OPDRACHTEN →
A. Hoeveel openstaande dossiers heeft Guido Van Rillaer volgens de tekst over naamloze lijken over de laatste 10, 12 jaar?
B. Vat de alinea die begint met "Vorig jaar kon de cel Verdwijningen" uit de tekst over naamloze lijken korter samen en behoud de belangrijkste feiten.
C. Schrijf de tekst over naamloze lijken verder na de laatste zin.

TE ANALYSEREN TEKST →
================================
Ruim 150 lijken hebben geen naam

Vorig jaar kon de cel Verdwijningen van de Federale Politie op stoffelijke resten van 12 personen geen naam plakken. “Maar over de laatste 10, 12 jaar heb ik hier nog meer dan 150 openstaande dossiers”, zegt Guido Van Rillaer. Bij deze twaalf personen zijn acht mannen, een vrouw en drie mensen van wie een lichaamsdeel, zoals een dijbeen, werd gevonden.

“We hebben echt alles al geprobeerd”, zegt Alain Remue van de Cel Verdwijningen van de federale politie. In Belgische psychiatrische instellingen zitten nog eens drie mensen met geheugenverlies, van wie de Cel Verdwijningen vruchteloos heeft geprobeerd de identiteit te achterhalen.
================================
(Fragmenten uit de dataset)
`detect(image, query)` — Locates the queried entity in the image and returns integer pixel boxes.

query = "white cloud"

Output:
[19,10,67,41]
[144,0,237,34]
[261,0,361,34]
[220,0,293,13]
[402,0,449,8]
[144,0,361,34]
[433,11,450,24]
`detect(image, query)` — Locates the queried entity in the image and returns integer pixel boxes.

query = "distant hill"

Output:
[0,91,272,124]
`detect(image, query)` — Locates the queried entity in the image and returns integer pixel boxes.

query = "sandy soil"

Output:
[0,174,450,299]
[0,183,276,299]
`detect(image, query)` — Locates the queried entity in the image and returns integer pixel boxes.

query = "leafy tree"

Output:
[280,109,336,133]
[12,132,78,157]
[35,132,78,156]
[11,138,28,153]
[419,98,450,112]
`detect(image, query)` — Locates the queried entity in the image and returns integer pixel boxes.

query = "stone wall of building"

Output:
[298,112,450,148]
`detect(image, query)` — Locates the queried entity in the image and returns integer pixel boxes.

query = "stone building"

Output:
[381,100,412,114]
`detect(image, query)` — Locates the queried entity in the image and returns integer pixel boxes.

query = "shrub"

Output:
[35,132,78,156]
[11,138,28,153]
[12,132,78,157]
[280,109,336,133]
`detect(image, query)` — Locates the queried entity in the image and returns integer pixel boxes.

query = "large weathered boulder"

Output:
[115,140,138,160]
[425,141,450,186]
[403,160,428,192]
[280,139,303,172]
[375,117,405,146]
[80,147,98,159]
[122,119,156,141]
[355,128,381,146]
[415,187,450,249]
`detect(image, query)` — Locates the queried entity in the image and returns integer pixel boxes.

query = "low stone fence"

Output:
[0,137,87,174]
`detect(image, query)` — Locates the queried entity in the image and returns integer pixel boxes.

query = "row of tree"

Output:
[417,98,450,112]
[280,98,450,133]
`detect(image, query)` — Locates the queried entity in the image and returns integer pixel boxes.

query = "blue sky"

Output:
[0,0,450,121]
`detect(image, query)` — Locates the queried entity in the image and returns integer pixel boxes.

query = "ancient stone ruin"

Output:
================================
GEGEVEN ANTWOORDEN →
A. Meer dan 150.

B. De cel Verdwijningen van de Federale Politie kon vorig jaar 12 personen niet identificeren: acht mannen, een vrouw en drie mensen van wie alleen een lichaamsdeel werd gevonden. Volgens Guido Van Rillaer staan er over de laatste 10, 12 jaar nog meer dan 150 dossiers open.

C.
België is volgens commissaris Van Rillaer het enige Europese land dat binnen de politie een centrale dienst heeft die systematisch gegevens over vermisten personen verzamelt en vergelijkt. “Inclusief internationale seiningen uit andere landen. Maar soms duurt het lang voor een plaatselijke dienst beslist om die uit te sturen.”

Het Belgisch systeem bewijst wel degelijk haar nut. “We kregen een jaar of twee, drie geleden een Duits bericht over een amnesiepatiënt binnen. Door onze database heb ik dat kunnen koppelen aan een verdwijning in een andere Duitse regio. Wij hebben voor een doorbraak gezorgd doordat in onze gegevens een match opdook.”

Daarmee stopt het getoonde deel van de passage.